* [Tarefas a realizar]
a) Responda às perguntas abaixo com base no relato.
(i) Que idade é indicada no relato para janeiro de 2007?
(ii) Há quanto tempo a estagiária estava na empresa?
(iii) Que bebida ela começou a tomar no churrasco para se soltar?
b) Extraia do relato o trecho que vai de "Atenção: essa é" até "depois vou embora‘.", incluindo as duas pontas.
c) Diga se cada afirmação abaixo está de acordo com o relato e cite as palavras do texto que o comprovam.
(i) O churrasco foi organizado por um grupo de estagiários.
(ii) Embaixo do chuveiro, ela conseguiu dizer que estava bem.
(iii) Ela recusou o copo com vodca por medo de misturar bebidas.

* [Trecho para leitura]
■ ■ ■ ■
Atenção: essa é uma história real e foi publicada de forma fiel ao relato da vítima. As palavras utilizadas podem ser fortes e abordar atos sexuais e de violência.
“Janeiro, 2007. Eu tinha 23 anos, era uma estudante de graduação e estava estagiando numa empresa que eu sempre quis trabalhar. Um grupo de estagiários resolveu fazer um churrasco de confraternização com todos os estagiários da empresa. Mesmo tendo um compromisso nesse dia, resolvi ir porque queria me enturmar. Apesar de estar há seis meses na empresa, não me relacionava muito com essa ‘galera’. Na minha cabeça, pensei ‘Vou lá, fico um pouco, depois vou embora‘.
O churrasco começou, regado a muita bebida, e para me soltar um pouco, comecei a beber cerveja. Uma ou duas horas depois, já estava mais à vontade, conversando com as pessoas, dançando. Lembro de um dos rapazes me passando um copo de algo com vodca (não me recordo que bebida era, mas lembro que era vodca, e não cerveja). Fiquei com medo de misturar, mas bebi.
Desde esse momento, tudo o que vem em minha cabeça são flashes de memória.
Corta para a lembrança 1. Estou sentada, embaixo de um chuveiro, acordando. Uma menina chama meu nome, tento falar que estou bem, mas não consigo. Minha roupa está molhada, não entendo o que aconteceu. Consegui abrir os olhos e pelas pessoas em volta, parece que eu realmente apaguei. Disseram que eu bebi demais, mas não me lembro disso. Consigo levantar e falo que vou esperar me restabelecer para ir embora. Mas não sei por que, eu não fui.
Corta para a lembrança 2. Estou no banheiro com um dos rapazes (o mesmo que me ofereceu bebida). Estamos nos beijando quando ele começa a puxar minha calcinha (estava de saia). Tento segurar a mão dele, mas ele continua insistindo. Não queria estar ali. Olho para o lado, por cima da cabine, tem alguém filmando a gente com uma câmera. Falei pra ele: ‘Para, porque estão filmando a gente!’ Ele ignora, e não consigo impedir que ele puxe minha calcinha pro lado e me jogue pra cima pra enfiar o pinto dele dentro de mim. Nem sei se ele estava de camisinha, mas não consegui reagir.
■ ■ ■ ■
* [Informações fornecidas]
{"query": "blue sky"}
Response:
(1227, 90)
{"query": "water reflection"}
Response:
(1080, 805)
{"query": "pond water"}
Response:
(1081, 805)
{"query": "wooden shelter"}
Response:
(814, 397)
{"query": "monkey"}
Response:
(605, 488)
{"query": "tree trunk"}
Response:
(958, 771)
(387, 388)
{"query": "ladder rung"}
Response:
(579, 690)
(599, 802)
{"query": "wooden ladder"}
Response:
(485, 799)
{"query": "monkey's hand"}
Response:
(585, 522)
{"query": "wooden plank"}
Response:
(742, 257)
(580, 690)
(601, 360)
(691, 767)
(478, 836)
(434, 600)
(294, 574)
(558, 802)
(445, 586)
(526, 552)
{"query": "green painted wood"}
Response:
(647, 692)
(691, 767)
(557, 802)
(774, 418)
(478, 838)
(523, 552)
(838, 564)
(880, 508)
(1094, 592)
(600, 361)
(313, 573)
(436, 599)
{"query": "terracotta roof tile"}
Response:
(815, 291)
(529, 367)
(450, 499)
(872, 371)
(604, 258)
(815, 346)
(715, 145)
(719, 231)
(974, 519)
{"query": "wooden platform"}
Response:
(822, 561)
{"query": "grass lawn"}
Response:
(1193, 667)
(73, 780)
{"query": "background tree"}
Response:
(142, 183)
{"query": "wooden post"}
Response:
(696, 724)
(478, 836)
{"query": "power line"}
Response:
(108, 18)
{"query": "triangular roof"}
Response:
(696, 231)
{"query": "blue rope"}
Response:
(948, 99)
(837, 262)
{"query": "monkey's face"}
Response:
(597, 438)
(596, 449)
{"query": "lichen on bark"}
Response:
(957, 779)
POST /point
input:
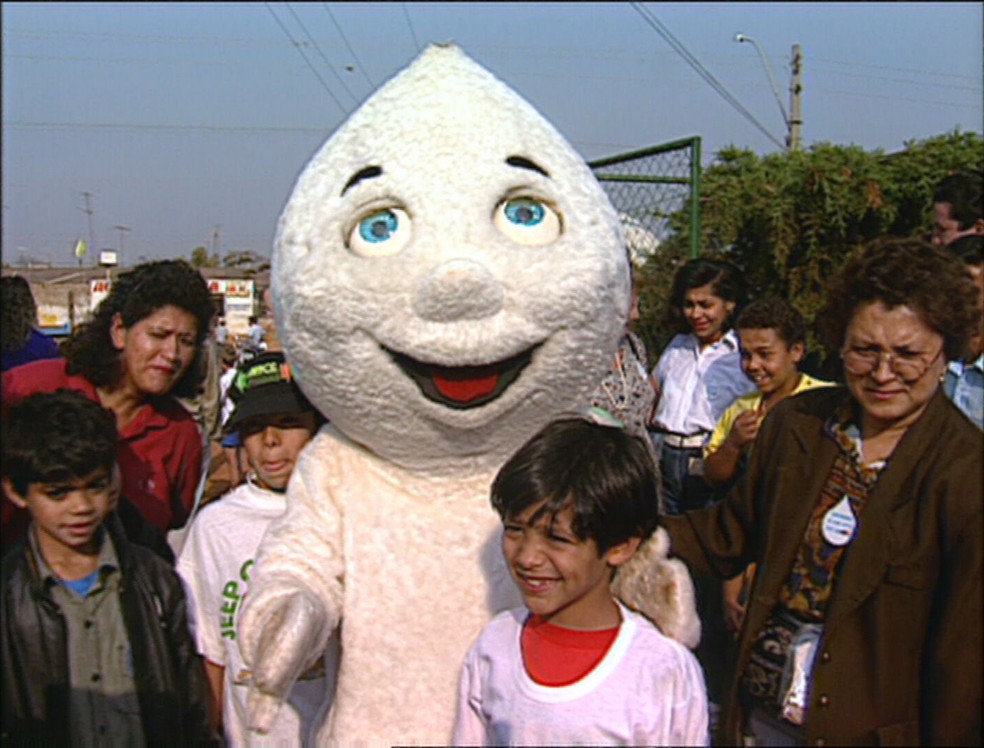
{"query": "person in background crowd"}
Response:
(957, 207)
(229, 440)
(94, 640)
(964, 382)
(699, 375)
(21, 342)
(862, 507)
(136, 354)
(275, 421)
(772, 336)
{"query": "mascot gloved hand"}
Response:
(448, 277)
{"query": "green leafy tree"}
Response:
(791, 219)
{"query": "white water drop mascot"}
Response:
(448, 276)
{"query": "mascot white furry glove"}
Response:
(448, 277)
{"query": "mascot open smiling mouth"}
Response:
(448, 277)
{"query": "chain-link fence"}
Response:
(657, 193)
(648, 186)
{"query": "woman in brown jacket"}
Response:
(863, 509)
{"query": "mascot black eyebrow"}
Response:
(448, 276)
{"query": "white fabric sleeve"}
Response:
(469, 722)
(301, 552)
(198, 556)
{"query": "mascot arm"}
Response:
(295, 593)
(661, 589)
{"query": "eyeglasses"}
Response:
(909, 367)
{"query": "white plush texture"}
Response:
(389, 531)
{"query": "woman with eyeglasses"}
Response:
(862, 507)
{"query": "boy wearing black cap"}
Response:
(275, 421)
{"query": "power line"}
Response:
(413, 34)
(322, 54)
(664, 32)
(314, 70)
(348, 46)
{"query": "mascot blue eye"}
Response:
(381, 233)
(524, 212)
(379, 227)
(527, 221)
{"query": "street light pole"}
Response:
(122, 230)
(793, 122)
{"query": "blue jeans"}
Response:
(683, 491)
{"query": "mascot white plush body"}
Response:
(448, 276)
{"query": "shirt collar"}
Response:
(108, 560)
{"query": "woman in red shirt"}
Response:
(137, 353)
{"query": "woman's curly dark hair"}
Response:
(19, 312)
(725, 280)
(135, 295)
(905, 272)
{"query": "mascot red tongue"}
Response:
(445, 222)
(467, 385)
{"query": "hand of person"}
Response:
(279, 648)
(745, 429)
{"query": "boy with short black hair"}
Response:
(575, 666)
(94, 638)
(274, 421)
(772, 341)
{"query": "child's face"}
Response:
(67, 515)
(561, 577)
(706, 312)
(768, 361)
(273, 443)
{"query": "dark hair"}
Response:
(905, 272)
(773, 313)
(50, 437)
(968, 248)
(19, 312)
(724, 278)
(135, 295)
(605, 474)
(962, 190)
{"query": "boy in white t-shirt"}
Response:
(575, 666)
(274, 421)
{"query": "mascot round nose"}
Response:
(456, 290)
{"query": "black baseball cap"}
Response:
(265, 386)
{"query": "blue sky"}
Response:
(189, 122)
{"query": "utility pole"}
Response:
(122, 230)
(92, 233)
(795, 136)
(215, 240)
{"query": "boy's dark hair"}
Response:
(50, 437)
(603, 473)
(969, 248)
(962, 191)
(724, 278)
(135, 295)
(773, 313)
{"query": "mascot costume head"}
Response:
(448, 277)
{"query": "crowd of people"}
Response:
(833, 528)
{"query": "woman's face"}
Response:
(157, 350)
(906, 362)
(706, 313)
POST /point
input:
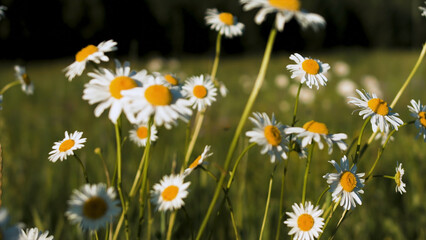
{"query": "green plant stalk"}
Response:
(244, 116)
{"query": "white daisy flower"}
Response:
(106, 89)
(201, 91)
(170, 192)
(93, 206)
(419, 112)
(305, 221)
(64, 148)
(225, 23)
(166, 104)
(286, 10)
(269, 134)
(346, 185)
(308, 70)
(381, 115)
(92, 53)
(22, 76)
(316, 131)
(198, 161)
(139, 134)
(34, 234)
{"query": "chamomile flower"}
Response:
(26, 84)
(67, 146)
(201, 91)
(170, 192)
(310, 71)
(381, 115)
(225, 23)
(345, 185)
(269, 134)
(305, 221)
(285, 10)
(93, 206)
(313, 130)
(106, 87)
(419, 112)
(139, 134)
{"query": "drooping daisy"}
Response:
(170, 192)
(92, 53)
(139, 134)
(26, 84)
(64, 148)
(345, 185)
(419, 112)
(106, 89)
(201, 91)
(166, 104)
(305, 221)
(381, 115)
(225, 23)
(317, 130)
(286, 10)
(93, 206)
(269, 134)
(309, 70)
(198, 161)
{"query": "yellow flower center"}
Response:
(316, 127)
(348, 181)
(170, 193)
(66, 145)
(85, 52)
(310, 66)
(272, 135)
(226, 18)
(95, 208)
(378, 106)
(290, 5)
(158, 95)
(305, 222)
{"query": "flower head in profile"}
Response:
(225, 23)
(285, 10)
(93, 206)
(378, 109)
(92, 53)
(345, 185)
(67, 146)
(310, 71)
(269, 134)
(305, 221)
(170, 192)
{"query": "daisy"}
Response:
■ ■ ■ ■
* [Respostas do exercício]
a)
(i) 23 anos.
(ii) Seis meses.
(iii) Cerveja.

b)
Atenção: essa é uma história real e foi publicada de forma fiel ao relato da vítima. As palavras utilizadas podem ser fortes e abordar atos sexuais e de violência.
“Janeiro, 2007. Eu tinha 23 anos, era uma estudante de graduação e estava estagiando numa empresa que eu sempre quis trabalhar. Um grupo de estagiários resolveu fazer um churrasco de confraternização com todos os estagiários da empresa. Mesmo tendo um compromisso nesse dia, resolvi ir porque queria me enturmar. Apesar de estar há seis meses na empresa, não me relacionava muito com essa ‘galera’. Na minha cabeça, pensei ‘Vou lá, fico um pouco, depois vou embora‘.

c)
(i) Sim: "Um grupo de estagiários resolveu fazer um churrasco de confraternização com todos os estagiários da empresa."
(ii) Não: "tento falar que estou bem, mas não consigo."
(iii) Não: "Fiquei com medo de misturar, mas bebi."